→ Problem to work on
The full listing should be set down again without a single alteration.

→ Source material
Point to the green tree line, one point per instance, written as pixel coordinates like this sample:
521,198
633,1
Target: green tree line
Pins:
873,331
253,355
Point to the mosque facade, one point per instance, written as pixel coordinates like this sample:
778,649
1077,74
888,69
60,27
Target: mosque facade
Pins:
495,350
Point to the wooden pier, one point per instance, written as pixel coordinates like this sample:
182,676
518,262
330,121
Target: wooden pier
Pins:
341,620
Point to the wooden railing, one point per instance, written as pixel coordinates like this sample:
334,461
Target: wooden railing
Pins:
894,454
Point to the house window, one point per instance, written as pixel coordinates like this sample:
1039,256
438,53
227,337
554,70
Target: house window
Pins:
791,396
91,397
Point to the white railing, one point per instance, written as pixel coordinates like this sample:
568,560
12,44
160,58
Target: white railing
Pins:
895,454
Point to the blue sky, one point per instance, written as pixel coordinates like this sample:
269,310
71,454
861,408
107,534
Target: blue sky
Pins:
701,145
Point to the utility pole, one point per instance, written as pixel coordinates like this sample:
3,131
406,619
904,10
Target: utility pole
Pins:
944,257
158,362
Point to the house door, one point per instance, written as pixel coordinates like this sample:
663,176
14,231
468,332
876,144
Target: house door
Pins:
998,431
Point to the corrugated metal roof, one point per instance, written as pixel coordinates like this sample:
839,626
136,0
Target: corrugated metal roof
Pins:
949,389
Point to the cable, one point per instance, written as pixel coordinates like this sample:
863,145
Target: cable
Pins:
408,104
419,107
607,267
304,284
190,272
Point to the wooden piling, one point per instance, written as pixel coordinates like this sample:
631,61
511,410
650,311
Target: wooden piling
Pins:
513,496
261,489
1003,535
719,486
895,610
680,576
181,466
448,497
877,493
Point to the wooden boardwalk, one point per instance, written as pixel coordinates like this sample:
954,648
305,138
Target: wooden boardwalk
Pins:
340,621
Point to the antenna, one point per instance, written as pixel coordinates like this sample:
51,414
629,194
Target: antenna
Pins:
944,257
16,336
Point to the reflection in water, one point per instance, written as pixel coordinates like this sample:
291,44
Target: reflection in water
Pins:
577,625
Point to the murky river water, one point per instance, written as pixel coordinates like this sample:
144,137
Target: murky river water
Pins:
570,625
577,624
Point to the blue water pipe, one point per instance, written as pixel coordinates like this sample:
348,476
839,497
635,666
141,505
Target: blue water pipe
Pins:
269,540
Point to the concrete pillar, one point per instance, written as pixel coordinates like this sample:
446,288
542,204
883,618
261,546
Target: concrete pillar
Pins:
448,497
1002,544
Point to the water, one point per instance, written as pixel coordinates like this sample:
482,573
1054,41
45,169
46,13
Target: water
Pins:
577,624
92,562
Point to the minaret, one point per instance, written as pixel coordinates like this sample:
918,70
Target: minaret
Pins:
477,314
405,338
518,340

→ Exercise response
Point to the green tree line, one point per instance, written as pixel coordinates like this sample:
521,198
633,1
Target: green tree line
Pins:
873,331
253,355
Point to the mosque facade, one point per instance, written as pixel coordinates like this sample:
778,649
1077,74
888,69
60,27
Target: mosque facade
Pins:
495,350
Point to the wooden pier, one point per instance, written as pixel coordinates like this sample:
182,676
518,262
330,121
Target: wooden pier
Pins:
341,620
Point to the wooden railing, one point per instance, written as pixel coordinates like this sample:
334,461
Target: wooden railing
Pins:
894,454
Point to the house window, one point per instance, written as pixel coordinates like this sample:
1039,256
438,53
227,337
554,70
Target: house window
Pins:
791,396
91,397
Point to the white railing, one point per instance, written as pixel coordinates like this sample:
568,560
12,44
160,58
Target: white railing
Pins:
895,454
Point to the blue sky, one point per instance, written as pixel coordinates like this sample:
269,310
71,454
861,408
107,534
Target: blue sky
Pins:
701,145
Point to the utility pole, one point per instance, written as pixel coordinates like this sample:
3,131
406,619
904,10
Target: utility pole
Pins:
944,257
158,362
Point to the house door, one point per instance, written as pixel coordinates like this sample:
663,176
14,231
468,332
876,144
Target: house door
Pins:
998,431
Point to the corrugated metal roof, one point per instance, written as pixel coordinates like this sample:
839,626
136,0
Target: corrugated metal roof
Pins:
949,389
Point to the cable, one point per instance, written as pixel coordinates like this sample:
863,145
Target: cable
Pins:
408,104
419,107
607,267
304,284
190,272
Point to the wooden piling, one point per instance, written as pixel coordinates like this sample:
631,61
511,410
650,311
Target: wooden piling
Pins:
513,496
261,489
1003,535
719,486
895,610
680,576
181,466
448,497
877,493
Point to the wooden boardwalk, one point per instance, written as pixel coordinates like this sample:
954,648
305,138
Target: wooden boardwalk
Pins:
340,621
Point to the antenna, one point per instance, written as pixel coordinates like this sample:
51,414
629,194
Target: antenna
Pins:
944,257
16,336
Point to the reflection in water, one point per instance, written as pixel coordinates like this sample:
291,44
Target: reflection in water
Pins:
577,625
Point to the murky river water, one point per instance, written as pixel coordinates like this sample:
144,137
Target: murky river water
Pins:
570,625
577,624
Point to the blue water pipe, one point per instance, written as pixel coordinates like this sample:
348,476
839,497
635,666
141,505
Target: blue water pipe
Pins:
269,540
Point to the concrete pillar, one point per instance, written as pixel coordinates like this sample:
446,288
542,204
883,618
261,546
Target: concrete pillar
Pins:
448,497
1002,544
Point to the water, one point per instance, written as pixel coordinates like this sample:
482,573
1054,41
45,169
46,13
Target: water
Pins:
577,624
92,562
Point to the minaret, one point per instance, written as pixel coordinates like this sample:
918,70
Target: minaret
Pins:
477,314
405,338
518,340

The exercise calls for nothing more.